> [TEXTO PROPORCIONADO]:
****
Es el invierno, es el otoño que habitan entre el deseo y la inquietud vital, la frustración y el vacío desesperanzado y que tiene su indiscutible alianza con la tristeza que preside estas dos primeras partes del libro. ¿Qué hay detrás de esa tristeza que se proclama inseparable de la existencia? Hay una “llama exhausta”. Un “jardín de rosas negras”, “Una casa en ruinas”. Hay “un hombre que duerme rodeado de escombros”, un hombre que “no se reconoce en el espejo, que es la imagen del hombre partido”. Hay “el espacio feroz de la noche y su lenguaje cruel ante el espejo”. Y hay sobre todo una soledad que lo envuelve con un helado manto de emociones que tienen que ver con el desarraigo: La sensación de ser un extraño en la propia tierra. La de vivir una vida a la que le han robado su misterio. La de ser el último fantasma cosido al viento.
****
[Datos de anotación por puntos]
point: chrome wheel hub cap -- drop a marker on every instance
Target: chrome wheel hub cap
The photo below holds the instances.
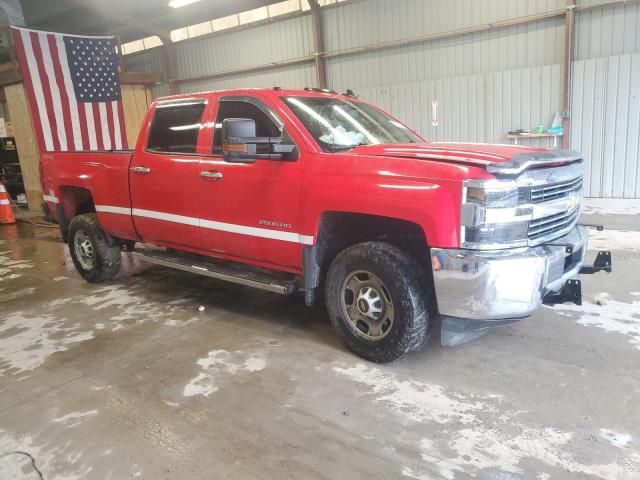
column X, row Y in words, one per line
column 84, row 249
column 366, row 305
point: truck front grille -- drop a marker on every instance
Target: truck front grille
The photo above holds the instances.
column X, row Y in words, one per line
column 548, row 226
column 545, row 193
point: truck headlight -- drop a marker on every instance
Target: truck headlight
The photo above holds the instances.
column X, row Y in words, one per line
column 495, row 214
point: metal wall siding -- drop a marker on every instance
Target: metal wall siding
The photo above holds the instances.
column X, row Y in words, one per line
column 150, row 61
column 161, row 90
column 487, row 83
column 366, row 22
column 268, row 43
column 294, row 76
column 606, row 123
column 511, row 48
column 607, row 31
column 476, row 108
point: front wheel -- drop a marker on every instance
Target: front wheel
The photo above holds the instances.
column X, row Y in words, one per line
column 94, row 252
column 377, row 300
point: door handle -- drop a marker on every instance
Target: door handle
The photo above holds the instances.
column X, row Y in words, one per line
column 211, row 174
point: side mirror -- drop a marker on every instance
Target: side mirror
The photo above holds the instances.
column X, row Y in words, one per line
column 241, row 145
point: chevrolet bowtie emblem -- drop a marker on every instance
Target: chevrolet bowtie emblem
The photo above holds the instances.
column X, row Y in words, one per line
column 572, row 202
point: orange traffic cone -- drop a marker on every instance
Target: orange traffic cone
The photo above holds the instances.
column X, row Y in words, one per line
column 6, row 212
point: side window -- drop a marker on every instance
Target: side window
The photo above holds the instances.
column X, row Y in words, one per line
column 265, row 126
column 175, row 128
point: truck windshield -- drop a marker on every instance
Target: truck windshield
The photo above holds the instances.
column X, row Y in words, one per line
column 338, row 124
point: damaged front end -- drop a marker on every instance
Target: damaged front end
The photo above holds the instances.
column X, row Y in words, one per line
column 521, row 247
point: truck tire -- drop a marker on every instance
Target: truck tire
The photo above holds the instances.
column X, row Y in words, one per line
column 94, row 252
column 377, row 298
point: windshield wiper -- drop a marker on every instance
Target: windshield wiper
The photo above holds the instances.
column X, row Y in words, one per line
column 339, row 148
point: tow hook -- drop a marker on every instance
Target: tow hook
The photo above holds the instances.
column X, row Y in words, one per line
column 571, row 292
column 602, row 263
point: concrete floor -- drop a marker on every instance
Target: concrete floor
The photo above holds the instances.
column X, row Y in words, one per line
column 130, row 380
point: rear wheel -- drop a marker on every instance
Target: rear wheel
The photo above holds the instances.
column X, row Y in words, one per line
column 95, row 253
column 377, row 300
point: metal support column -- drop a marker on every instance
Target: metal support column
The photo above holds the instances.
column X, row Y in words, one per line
column 318, row 44
column 569, row 42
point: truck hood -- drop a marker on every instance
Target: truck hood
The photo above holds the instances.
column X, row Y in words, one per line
column 474, row 153
column 497, row 159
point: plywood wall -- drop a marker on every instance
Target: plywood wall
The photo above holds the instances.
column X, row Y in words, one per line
column 135, row 102
column 26, row 143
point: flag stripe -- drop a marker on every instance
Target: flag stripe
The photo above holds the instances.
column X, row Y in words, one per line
column 109, row 113
column 46, row 90
column 91, row 126
column 123, row 130
column 54, row 91
column 74, row 112
column 102, row 128
column 37, row 90
column 117, row 133
column 112, row 133
column 48, row 43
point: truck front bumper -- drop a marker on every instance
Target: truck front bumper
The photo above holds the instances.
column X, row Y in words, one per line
column 477, row 290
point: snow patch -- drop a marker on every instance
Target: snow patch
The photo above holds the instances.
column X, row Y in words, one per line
column 620, row 440
column 610, row 315
column 614, row 240
column 7, row 265
column 476, row 436
column 415, row 400
column 74, row 419
column 217, row 364
column 27, row 342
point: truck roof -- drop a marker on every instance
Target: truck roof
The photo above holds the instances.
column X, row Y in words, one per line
column 275, row 91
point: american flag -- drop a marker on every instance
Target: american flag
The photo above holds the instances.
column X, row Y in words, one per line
column 74, row 90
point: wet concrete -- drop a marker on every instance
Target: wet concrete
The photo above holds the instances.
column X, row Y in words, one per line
column 130, row 380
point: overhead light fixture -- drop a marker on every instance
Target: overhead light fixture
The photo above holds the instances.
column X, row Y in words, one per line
column 181, row 3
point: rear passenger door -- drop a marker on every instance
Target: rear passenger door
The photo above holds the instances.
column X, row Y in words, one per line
column 164, row 175
column 251, row 211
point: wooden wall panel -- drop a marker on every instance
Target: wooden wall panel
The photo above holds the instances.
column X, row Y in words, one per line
column 26, row 143
column 135, row 102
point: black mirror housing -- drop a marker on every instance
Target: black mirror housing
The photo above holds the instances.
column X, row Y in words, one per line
column 240, row 143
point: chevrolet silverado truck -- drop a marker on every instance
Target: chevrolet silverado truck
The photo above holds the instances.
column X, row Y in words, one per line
column 316, row 192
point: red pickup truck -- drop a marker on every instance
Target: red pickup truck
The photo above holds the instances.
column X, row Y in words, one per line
column 311, row 191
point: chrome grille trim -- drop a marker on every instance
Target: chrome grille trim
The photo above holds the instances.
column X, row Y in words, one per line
column 552, row 226
column 554, row 191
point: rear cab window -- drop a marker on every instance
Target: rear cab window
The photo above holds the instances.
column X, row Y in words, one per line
column 175, row 127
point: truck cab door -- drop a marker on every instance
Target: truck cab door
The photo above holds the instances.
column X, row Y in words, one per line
column 250, row 211
column 164, row 174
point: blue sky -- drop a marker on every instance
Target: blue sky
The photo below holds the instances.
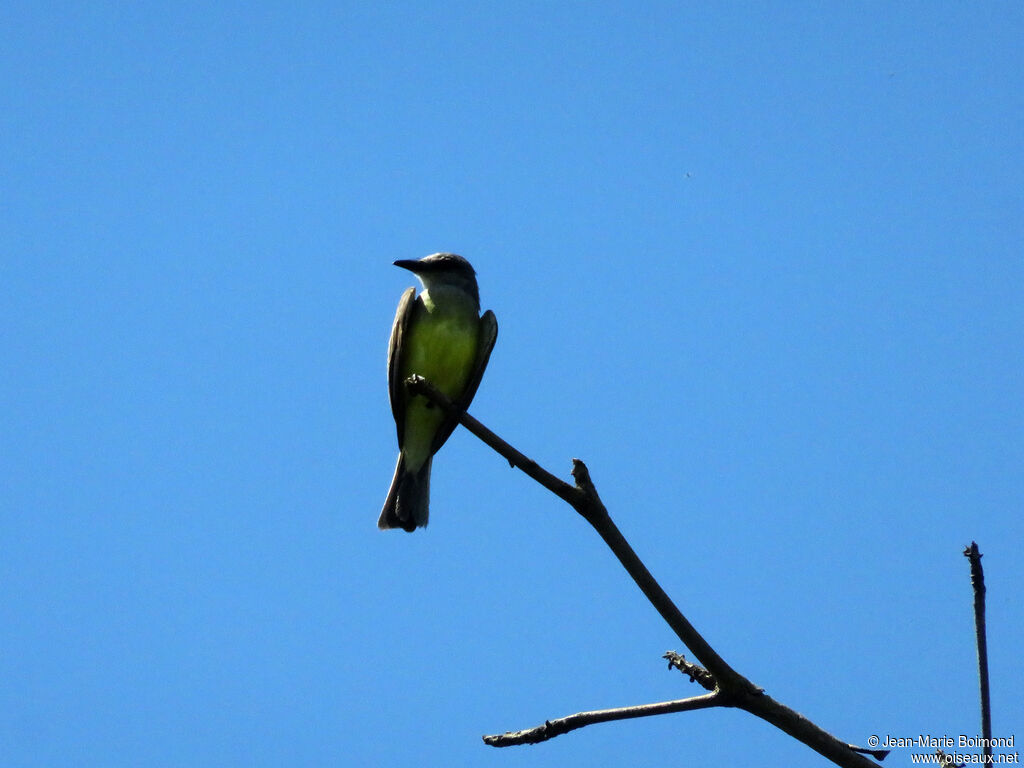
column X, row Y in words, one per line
column 759, row 265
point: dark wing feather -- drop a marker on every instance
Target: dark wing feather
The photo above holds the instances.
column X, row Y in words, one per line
column 395, row 388
column 488, row 335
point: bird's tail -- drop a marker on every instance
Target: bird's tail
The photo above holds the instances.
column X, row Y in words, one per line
column 408, row 504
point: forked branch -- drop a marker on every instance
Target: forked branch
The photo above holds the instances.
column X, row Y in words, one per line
column 730, row 688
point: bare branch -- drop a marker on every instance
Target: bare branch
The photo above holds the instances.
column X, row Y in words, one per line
column 552, row 728
column 694, row 672
column 978, row 583
column 732, row 688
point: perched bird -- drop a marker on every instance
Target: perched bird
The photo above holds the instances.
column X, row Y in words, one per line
column 440, row 336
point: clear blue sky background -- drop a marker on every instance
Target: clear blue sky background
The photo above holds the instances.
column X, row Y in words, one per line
column 759, row 265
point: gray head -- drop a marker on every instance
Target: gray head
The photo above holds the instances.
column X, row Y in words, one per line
column 443, row 269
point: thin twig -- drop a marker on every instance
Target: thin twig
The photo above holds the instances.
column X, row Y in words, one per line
column 552, row 728
column 733, row 689
column 978, row 583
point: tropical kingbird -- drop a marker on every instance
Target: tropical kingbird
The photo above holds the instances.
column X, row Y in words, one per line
column 440, row 336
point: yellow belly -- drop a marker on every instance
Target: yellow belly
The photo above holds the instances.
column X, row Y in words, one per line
column 441, row 349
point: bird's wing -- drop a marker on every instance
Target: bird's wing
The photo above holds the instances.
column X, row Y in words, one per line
column 485, row 342
column 395, row 387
****
> [TUS INSTRUCCIONES]:
Según el texto proporcionado, ¿con qué tienen que ver las emociones del «helado manto» con que la soledad envuelve al hombre?

> [SOLUCIÓN DEL PROBLEMA]:
Con el desarraigo.